Екатерина Ефимова предпочла первый путь, определив своей целью изучение "картины мира современного маргинала, его эстетики и этических законов, символики поведения и мифологии, специфики мировоспрития и живой устной традиции". Весь собранный либо используемый материал анализируется в четырех главах: "Тюремные мифы и ритуалы", "Символика тюремной субкультуры", "Устная словесность", а также "Письменный фольклор" и "наивная литература".

Собранный Екатериной Ефимовой материал невозможно недооценить, но и трудно назвать бесценным, так как он является лишь началом бесконечной работы. Однако интересным и содержательным он выглядит с любой точки зрения.

Во взгляде на тюрьму как на явление маргинальное есть немало технических удобств для исследователя, но кроются и очевидные недочеты и даже опасности, приводящие в итоге к смешению анализируемого материала. Утверждая, что "в тюрьме нейтрализуются какие бы то ни было социальные противопоставления: лиминальные существа не имеют статуса, равны между собой, полностью единообразны", автор не определяет в итоге основополагающих различий между фольклором разных групп - детей, женщин и мужчин (хотя и признает имеющиеся между ними различия), мифологизируя тем самым тюремное пространство на свой, исследовательский лад. Не обозначены для читателя и принципиальные отличия мира тюрьмы и мира зоны - хотя в целом принцип их функционирования и подчиняется общим законам, разница все же очевидна даже поверхностному взгляду.

### ЗАДАНИЯ
1. Проверьте, согласуются ли с текстом о тюремной субкультуре утверждения (a) «Материал книги Екатерины Ефимовой разобран в четырех главах», (b) «Собранный Екатериной Ефимовой материал назван бесценным» и (c) «Екатерина Ефимова ясно обозначает отличия мира тюрьмы от мира зоны». Для каждого дайте ответ «да» или «нет» и точную цитату из текста, на которой он основан.
2. Переведите на английский язык предложение из текста о тюремной субкультуре: «Собранный Екатериной Ефимовой материал невозможно недооценить, но и трудно назвать бесценным, так как он является лишь началом бесконечной работы».
3. Допишите текст о тюремной субкультуре, продолжив его после последнего предложения.
Строки взяты из другого источника, не связанного с текстом о тюремной субкультуре.

### ИСХОДНЫЕ ДАННЫЕ
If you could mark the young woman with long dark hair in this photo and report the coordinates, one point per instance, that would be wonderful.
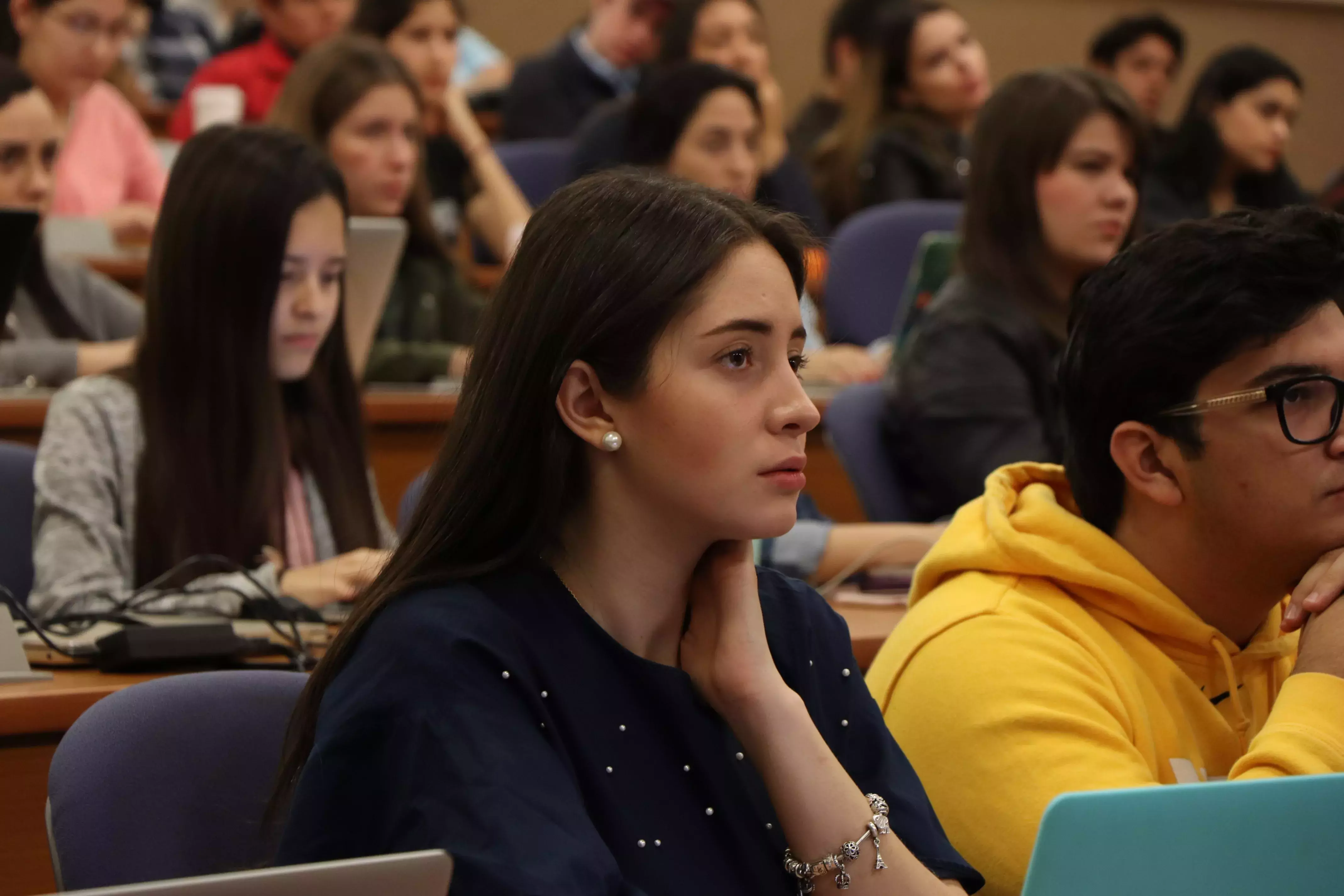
(66, 320)
(466, 175)
(902, 134)
(354, 100)
(1057, 160)
(702, 123)
(1228, 150)
(237, 432)
(570, 676)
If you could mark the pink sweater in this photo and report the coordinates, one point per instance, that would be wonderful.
(108, 160)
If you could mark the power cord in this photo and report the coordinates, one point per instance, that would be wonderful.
(147, 594)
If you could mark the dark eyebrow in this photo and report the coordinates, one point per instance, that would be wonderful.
(1286, 371)
(749, 326)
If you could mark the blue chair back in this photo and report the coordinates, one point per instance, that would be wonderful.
(170, 778)
(409, 500)
(17, 519)
(855, 430)
(1233, 839)
(538, 167)
(871, 256)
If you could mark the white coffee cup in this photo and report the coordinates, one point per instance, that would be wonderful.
(217, 105)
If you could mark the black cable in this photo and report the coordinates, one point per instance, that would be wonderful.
(23, 613)
(150, 593)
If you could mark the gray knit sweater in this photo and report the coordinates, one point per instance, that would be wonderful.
(85, 518)
(105, 311)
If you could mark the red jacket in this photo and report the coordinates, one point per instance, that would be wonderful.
(260, 69)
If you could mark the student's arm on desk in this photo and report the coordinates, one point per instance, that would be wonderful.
(1304, 734)
(84, 559)
(994, 749)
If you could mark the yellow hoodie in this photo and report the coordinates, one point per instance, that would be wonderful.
(1041, 657)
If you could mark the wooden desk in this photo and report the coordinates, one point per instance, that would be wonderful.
(36, 715)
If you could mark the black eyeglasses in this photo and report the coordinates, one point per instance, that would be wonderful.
(1308, 406)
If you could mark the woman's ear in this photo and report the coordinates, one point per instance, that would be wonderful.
(1151, 463)
(580, 403)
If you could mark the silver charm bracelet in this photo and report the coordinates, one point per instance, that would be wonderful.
(808, 872)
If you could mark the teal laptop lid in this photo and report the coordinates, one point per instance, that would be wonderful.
(1225, 839)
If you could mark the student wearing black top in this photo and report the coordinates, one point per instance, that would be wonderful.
(466, 176)
(358, 102)
(570, 676)
(1144, 56)
(551, 95)
(851, 34)
(1228, 151)
(904, 130)
(1057, 160)
(729, 34)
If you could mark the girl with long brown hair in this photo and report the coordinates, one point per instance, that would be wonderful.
(237, 430)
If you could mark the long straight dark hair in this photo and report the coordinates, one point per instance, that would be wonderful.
(221, 432)
(326, 85)
(34, 277)
(873, 104)
(1022, 134)
(603, 270)
(1197, 154)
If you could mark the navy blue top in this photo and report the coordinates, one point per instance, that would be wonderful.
(495, 719)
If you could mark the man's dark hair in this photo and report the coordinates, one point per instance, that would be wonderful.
(1124, 34)
(855, 21)
(1150, 327)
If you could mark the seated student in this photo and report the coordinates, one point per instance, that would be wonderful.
(904, 131)
(1054, 185)
(1116, 624)
(175, 43)
(66, 320)
(357, 101)
(851, 34)
(1228, 151)
(703, 123)
(459, 156)
(237, 430)
(292, 29)
(729, 34)
(570, 676)
(109, 167)
(480, 66)
(551, 95)
(1144, 54)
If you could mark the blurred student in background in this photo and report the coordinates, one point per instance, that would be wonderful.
(354, 100)
(237, 432)
(904, 131)
(466, 176)
(851, 34)
(551, 95)
(1057, 160)
(258, 70)
(730, 34)
(1144, 56)
(108, 167)
(66, 320)
(480, 66)
(1229, 148)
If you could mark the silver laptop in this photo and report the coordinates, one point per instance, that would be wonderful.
(374, 252)
(425, 874)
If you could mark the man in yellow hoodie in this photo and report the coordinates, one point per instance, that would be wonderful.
(1120, 625)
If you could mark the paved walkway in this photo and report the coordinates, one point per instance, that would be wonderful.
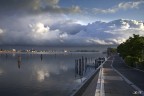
(112, 83)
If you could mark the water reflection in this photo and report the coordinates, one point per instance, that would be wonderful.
(44, 75)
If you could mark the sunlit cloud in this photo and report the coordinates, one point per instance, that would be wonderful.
(120, 6)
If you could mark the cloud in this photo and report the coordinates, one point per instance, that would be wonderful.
(35, 6)
(120, 6)
(69, 33)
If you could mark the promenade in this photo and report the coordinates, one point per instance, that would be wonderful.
(108, 82)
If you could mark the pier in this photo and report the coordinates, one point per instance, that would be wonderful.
(113, 78)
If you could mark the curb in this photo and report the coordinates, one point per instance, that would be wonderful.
(129, 82)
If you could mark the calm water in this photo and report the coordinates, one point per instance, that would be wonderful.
(51, 75)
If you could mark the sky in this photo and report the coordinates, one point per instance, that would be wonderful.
(70, 22)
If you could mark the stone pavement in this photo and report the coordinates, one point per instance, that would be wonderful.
(113, 83)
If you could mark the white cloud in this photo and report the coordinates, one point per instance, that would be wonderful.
(70, 33)
(120, 6)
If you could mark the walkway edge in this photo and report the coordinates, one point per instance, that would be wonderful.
(128, 81)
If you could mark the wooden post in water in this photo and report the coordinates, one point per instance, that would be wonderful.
(19, 61)
(85, 64)
(80, 67)
(41, 56)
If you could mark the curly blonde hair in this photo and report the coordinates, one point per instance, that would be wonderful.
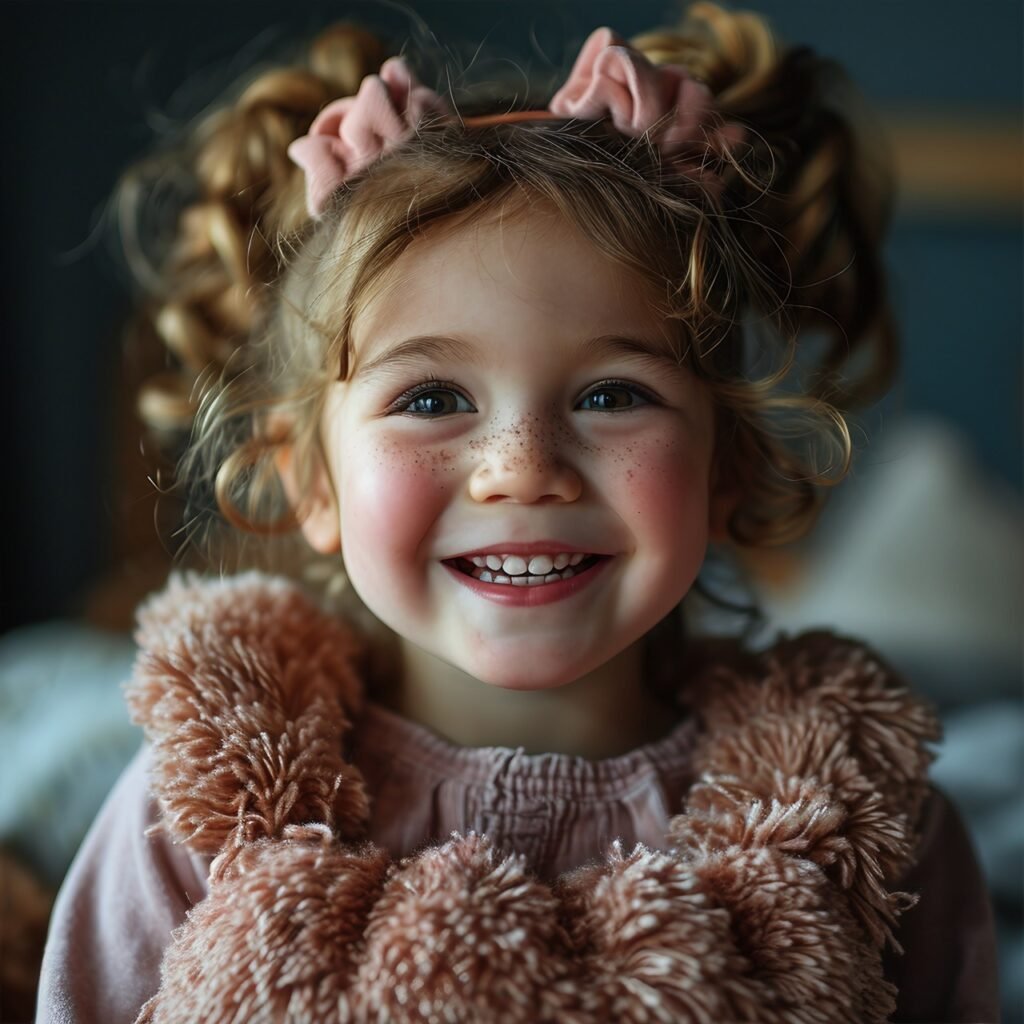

### РЕЗУЛЬТАТЫ ВЫПОЛНЕНИЯ
1.
(a) Да: «Весь собранный либо используемый материал анализируется в четырех главах».
(b) Нет: «невозможно недооценить, но и трудно назвать бесценным».
(c) Нет: «Не обозначены для читателя и принципиальные отличия мира тюрьмы и мира зоны».

2. The material collected by Ekaterina Efimova cannot be underestimated, yet it is also hard to call priceless, since it is only the beginning of an endless work.

3.
Следуя сформулированной в подзаголовке книги задаче, Е. Ефимова уравнивает в правах наблюдения над сегодняшним тюремным бытом с произведениями литературно-графического творчества и мемуарами "великих сидельцев". Но материалы эти настолько различны в своей основе, что вряд ли могут быть уравнены без введения дополнительных характеристик их авторов. И потому, например, наблюдение о нейтрализации в тюремном мире одной из центральных культурных оппозиций жизнь/смерть с последующим утверждением, что "сравнение тюремной жизни со смертью является общим для многих авторов тюремных воспоминаний" (с. 23, далее упоминаются "Записки из общего дома" Ф.М. Достоевского и каторжные записки народовольца П. Якубовича "В мире отверженных", опубликованные в 1899 г. под псевдонимом Л. Мельшин) не может быть принято без поправки на ту культуру, к которой принадлежали цитируемые авторы, и на те трагические обстоятельства, из-за которых оба они оказались на каторге. При этом внешняя схожесть высказываний и оценок не выглядит аргументацией в пользу их объединения, но может служить лишь уточнением в определении самого феномена тюремного фольклора, тюремного мышления и того подсознательного ощущения, что, несмотря на все единство быта, у каждого в итоге все же своя тюрьма и в каком-то смысле свой фольклор.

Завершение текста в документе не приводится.